• [Passage given]
------

Manitoba

West End residents rally in last-ditch effort to stop RBC from shuttering local bank branch

Residents in Winnipeg's West End are rallying in a last-ditch effort to stop the looming closure of one of the last neighbourhood banks as RBC prepares to close two branches in the city this month.

RBC branches at Sargent and Sherbrook, and at Main and James, to close this month

Four people outside of a bank hold up signs that together read 'Please keep RBC here.'
West End community members hold up signs that say 'Please keep RBC here' during a protest Thursday outside the bank's branch at Sargent Avenue and Sherbrook Street. ( Justin Fiacconi/CBC)

Residents of Winnipeg's West End are rallying in a last-ditch effort to stop the looming closure of one of the last neighbourhood banks as RBC prepares to close two branches in the city this month.

Community members held a protest at the corner of Sargent Avenue and Sherbrook Street on Thursday, repeating calls on RBC to halt plans to shutter its branch at that intersection July 10, a sign on the branch door says. The bank also plans to close its branch at 540 Main St. near City Hall on July 21.

"We are really struggling in this community to keep businesses going and to keep our bank," said Lynne Somerville, who has lived in the West End for about 45 years and relies on the Sargent branch.

"A lot of people in this area are elderly.… They don't have a car, a lot of people have walkers and wheelchairs and canes, so you need to be able to walk. A lot of people are on a fixed income."

The next closest RBC branch is a 20-minute walk away, south of Portage Avenue in the Manitoba Hydro downtown headquarters. Another, on Ellice Avenue west of Empress Street, is a 40-minute walk or 10-minute bus ride.

A TD branch on Notre Dame Avenue is the only other full-service bank in the West End.

------

• [Your instructions]
Edit the portion of the article on the RBC branch closures starting at "Residents of Winnipeg's" and ending at "the Sargent branch.", changing "protest" to "demonstration", and write out that portion in full. The rows after this point are separate material, unrelated to the article.

Extracted data entries
------

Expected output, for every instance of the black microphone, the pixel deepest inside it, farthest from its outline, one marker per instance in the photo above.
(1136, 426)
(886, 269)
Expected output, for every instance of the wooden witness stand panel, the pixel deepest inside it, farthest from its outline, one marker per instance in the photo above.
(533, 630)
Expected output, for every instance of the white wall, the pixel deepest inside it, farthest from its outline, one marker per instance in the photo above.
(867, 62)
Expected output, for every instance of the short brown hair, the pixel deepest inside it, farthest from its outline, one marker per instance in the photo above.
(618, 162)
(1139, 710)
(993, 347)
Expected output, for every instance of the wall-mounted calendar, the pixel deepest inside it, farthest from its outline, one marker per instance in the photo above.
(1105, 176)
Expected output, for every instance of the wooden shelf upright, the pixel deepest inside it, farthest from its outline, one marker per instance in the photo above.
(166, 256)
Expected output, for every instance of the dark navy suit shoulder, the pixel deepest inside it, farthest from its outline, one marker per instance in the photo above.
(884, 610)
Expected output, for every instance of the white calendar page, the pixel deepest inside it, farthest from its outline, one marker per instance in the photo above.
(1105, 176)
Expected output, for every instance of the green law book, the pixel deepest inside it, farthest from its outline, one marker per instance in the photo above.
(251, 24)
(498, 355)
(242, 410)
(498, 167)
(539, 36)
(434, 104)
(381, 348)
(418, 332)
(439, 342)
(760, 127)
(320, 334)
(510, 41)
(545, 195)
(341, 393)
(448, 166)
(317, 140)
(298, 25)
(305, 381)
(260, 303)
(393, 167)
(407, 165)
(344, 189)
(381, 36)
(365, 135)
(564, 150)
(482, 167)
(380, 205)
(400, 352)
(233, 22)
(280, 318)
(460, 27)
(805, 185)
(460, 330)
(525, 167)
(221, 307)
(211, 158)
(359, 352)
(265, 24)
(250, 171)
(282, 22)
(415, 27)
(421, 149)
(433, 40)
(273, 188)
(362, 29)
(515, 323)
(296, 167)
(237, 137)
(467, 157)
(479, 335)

------

• [Exercise output]
Residents of Winnipeg's West End are rallying in a last-ditch effort to stop the looming closure of one of the last neighbourhood banks as RBC prepares to close two branches in the city this month.

Community members held a demonstration at the corner of Sargent Avenue and Sherbrook Street on Thursday, repeating calls on RBC to halt plans to shutter its branch at that intersection July 10, a sign on the branch door says. The bank also plans to close its branch at 540 Main St. near City Hall on July 21.

"We are really struggling in this community to keep businesses going and to keep our bank," said Lynne Somerville, who has lived in the West End for about 45 years and relies on the Sargent branch.